Task to carry out -> Look below for the line holding "Place a point on the blue" and the line holding "[[384, 45], [426, 530], [848, 4]]". Transcribe exactly those lines and all lines between them, nothing more.

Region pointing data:
..............................
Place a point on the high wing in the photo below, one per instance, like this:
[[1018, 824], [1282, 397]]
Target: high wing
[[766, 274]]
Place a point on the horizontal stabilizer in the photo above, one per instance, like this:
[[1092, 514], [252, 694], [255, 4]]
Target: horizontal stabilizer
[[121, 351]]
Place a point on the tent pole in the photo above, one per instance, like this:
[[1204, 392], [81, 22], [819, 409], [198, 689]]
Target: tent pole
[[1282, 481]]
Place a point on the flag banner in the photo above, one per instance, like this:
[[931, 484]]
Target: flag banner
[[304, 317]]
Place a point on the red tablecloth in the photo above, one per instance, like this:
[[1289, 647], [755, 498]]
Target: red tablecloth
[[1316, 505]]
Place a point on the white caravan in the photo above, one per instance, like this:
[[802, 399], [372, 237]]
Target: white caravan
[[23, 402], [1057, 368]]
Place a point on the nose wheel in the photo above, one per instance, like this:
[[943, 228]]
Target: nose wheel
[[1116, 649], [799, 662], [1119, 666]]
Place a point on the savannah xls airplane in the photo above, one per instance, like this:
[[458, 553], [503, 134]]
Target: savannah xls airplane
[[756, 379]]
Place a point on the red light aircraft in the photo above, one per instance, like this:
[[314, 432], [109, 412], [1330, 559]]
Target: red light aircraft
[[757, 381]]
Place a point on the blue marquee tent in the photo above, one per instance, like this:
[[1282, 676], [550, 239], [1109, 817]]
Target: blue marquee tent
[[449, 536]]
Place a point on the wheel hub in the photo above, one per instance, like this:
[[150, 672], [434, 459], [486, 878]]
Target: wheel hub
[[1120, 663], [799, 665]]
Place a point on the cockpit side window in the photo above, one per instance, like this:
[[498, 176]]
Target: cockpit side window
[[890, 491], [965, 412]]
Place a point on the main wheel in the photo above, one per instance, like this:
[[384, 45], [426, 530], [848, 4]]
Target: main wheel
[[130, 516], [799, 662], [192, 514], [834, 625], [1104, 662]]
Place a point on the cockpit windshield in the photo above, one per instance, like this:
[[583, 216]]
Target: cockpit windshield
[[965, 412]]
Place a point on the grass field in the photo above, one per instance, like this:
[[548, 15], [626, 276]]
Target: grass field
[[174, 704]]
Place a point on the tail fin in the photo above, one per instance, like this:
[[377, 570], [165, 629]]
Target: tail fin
..............................
Response area ->
Place a point on the blue marquee tent in the photo above, one per instance, like this:
[[1282, 676], [550, 239], [1109, 817]]
Target: blue marquee tent
[[449, 536]]
Place a point on the wheel hub in the photo above, one per instance, like this:
[[150, 672], [434, 459], [486, 878]]
Target: wheel hub
[[1120, 663], [799, 665]]
Place a point on the cockpit side window in the photo above, one per instance, like this:
[[498, 176]]
Target: cockpit side window
[[890, 491], [965, 412]]
Place a point on the main wheel in the photo above, one per instance, like this:
[[384, 45], [426, 530], [848, 4]]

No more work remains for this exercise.